My dog trainer (who is German) told me that Sasha was nuts or "off" because she was crossed with Czech and West German lines....I don't know enough to argue either way, well except that she was nuts.


----------



## carmspack (Feb 2, 2011)

bad combinations can happen , even in crossing west to west , (show to some working -- very volatile) . It depends on the pedigree, the selection process. You have to know what the names on a pedigree mean or represent, not look at titles or origin .

do you want to post her pedigree ? I see that she has passed on - so it would be an intellectual exercise only , but maybe along the way we would get a discussion on some of the older Czech dogs going 

Carmen


----------



## JakodaCD OA (May 14, 2000)

+++++

TASKS TO COMPLETE:
1 – List every name of a dog, person, or forum user in the dog breeding thread.
2 – Retype the stretch of the dog breeding thread from "My dog trainer" through "or origin .".

+++++

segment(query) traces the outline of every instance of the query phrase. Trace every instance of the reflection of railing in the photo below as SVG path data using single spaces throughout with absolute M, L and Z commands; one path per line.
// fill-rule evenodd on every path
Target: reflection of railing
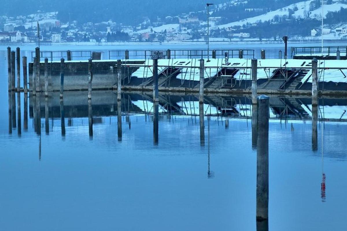
M 199 59 L 206 58 L 208 50 L 168 50 L 169 51 L 171 59 Z M 254 50 L 210 50 L 211 58 L 224 58 L 227 53 L 230 58 L 239 57 L 240 51 L 242 51 L 243 57 L 254 58 Z M 109 59 L 147 59 L 150 58 L 152 51 L 148 50 L 114 50 L 109 51 Z M 168 55 L 168 52 L 167 53 Z
M 325 55 L 335 55 L 338 51 L 347 54 L 347 46 L 335 46 L 323 47 L 306 46 L 294 47 L 294 55 L 320 55 L 322 53 Z
M 40 57 L 47 58 L 51 62 L 59 60 L 61 58 L 67 60 L 68 51 L 40 51 Z M 92 52 L 90 51 L 70 51 L 71 60 L 88 59 L 92 57 Z M 35 52 L 31 52 L 31 61 L 35 57 Z M 42 61 L 42 60 L 41 60 Z

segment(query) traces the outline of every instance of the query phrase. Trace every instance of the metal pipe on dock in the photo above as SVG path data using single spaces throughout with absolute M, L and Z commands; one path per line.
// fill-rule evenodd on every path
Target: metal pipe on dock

+++++

ANSWERS BELOW:
1 – Sasha, carmspack, Carmen, JakodaCD OA

2 –
My dog trainer (who is German) told me that Sasha was nuts or "off" because she was crossed with Czech and West German lines....I don't know enough to argue either way, well except that she was nuts.


----------



## carmspack (Feb 2, 2011)

bad combinations can happen , even in crossing west to west , (show to some working -- very volatile) . It depends on the pedigree, the selection process. You have to know what the names on a pedigree mean or represent, not look at titles or origin .